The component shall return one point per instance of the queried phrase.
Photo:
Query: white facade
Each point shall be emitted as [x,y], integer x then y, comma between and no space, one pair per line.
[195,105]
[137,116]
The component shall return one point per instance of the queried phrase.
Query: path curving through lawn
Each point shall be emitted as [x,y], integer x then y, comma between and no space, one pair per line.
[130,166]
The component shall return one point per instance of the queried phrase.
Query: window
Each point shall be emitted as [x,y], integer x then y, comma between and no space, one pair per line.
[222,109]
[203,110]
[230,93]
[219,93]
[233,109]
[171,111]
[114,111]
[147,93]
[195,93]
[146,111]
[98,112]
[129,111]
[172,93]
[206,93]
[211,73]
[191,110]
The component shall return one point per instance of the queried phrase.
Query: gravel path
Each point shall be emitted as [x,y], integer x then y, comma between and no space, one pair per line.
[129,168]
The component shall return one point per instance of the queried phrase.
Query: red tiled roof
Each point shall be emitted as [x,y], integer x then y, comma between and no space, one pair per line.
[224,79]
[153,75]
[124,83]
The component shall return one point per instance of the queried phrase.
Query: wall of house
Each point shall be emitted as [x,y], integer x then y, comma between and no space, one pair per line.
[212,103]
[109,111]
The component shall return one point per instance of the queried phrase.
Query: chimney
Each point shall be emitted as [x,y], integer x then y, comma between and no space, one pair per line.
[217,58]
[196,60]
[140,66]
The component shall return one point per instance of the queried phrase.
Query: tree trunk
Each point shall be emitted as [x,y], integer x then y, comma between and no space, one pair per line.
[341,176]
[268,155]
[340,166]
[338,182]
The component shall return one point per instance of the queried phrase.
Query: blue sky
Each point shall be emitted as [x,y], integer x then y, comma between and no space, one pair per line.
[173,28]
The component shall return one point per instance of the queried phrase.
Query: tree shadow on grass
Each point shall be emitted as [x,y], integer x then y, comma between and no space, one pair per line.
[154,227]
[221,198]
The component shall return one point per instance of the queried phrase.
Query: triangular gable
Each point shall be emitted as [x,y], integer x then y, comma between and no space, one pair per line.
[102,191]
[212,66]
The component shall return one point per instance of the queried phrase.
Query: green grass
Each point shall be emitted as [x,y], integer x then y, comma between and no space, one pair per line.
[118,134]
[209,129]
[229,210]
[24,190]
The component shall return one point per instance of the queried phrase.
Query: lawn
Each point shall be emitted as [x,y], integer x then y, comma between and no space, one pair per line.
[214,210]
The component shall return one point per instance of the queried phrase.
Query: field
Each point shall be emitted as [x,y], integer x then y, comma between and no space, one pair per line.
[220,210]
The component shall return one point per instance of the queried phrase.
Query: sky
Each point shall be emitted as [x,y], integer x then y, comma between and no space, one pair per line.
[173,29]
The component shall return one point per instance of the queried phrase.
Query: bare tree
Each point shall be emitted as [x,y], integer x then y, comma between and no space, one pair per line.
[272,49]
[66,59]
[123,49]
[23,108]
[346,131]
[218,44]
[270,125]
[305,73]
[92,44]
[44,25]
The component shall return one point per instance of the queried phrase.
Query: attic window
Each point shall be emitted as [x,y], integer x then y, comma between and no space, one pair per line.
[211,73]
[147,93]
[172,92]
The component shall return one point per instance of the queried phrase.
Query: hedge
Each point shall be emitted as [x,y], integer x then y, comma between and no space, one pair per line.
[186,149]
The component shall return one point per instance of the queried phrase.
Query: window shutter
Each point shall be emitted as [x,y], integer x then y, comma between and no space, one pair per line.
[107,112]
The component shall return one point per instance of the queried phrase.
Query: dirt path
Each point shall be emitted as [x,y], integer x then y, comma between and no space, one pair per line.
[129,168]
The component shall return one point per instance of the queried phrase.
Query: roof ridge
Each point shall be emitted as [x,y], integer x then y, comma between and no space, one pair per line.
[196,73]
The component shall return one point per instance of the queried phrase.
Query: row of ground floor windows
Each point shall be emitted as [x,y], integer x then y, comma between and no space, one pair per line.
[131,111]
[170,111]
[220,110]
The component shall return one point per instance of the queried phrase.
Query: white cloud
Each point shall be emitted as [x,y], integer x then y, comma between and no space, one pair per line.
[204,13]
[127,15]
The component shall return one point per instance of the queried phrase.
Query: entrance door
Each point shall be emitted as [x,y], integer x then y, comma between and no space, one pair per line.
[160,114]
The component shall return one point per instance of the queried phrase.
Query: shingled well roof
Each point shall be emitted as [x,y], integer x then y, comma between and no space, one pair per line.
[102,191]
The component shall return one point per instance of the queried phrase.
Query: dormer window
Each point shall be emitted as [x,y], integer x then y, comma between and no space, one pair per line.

****************************************

● **DIRECTIONS FOR THIS TASK**
Locate every line in the rows above that contains the word "roof" and copy each of those lines.

● **ANSWER**
Query: red tiled roof
Query: roof ridge
Query: shingled well roof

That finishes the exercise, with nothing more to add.